DATASET
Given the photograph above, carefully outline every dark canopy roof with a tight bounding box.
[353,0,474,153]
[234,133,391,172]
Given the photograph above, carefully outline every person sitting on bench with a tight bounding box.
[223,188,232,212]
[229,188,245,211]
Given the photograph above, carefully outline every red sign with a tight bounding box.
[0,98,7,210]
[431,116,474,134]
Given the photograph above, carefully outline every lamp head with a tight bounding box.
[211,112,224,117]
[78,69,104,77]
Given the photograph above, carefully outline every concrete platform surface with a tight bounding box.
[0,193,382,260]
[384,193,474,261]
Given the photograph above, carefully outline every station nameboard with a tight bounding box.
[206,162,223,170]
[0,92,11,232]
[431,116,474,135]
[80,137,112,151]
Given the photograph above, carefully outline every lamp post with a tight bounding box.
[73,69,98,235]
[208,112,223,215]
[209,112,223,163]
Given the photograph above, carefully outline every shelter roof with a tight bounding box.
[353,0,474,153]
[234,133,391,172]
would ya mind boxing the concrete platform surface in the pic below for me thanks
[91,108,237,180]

EXERCISE
Output each record exactly, leaving nothing out.

RESULT OF THE TASK
Given the photograph above, carefully outline every dark canopy roof with a tight bounding box.
[353,0,474,153]
[234,133,391,172]
Given the photograph above, carefully outline every person sitting on bench with a tight bounding box.
[223,188,232,212]
[229,188,245,211]
Given the photograph above, carefully outline every red sign with a tight bounding box.
[0,98,7,210]
[431,116,474,134]
Given the photograph above, carefully outline every lamp head with a tight bounding box.
[211,112,224,117]
[78,69,104,77]
Given the photograph above, carefully outline every concrete platform surface with a tight bounding box.
[0,193,382,260]
[384,193,474,261]
Given the photograph above, carefully outline every station nameboard with a tight bounding box.
[206,162,223,170]
[0,92,11,232]
[431,116,474,135]
[80,137,112,151]
Given the photograph above, carefully outline every lamp post with a tight bounding box.
[73,69,98,235]
[208,112,223,215]
[209,112,223,163]
Given the photograph above, carefully outline every shelter roof with a tight bounding box.
[353,0,474,153]
[234,133,391,172]
would ya mind boxing the concrete platform surface in the pic below for me thanks
[91,108,237,180]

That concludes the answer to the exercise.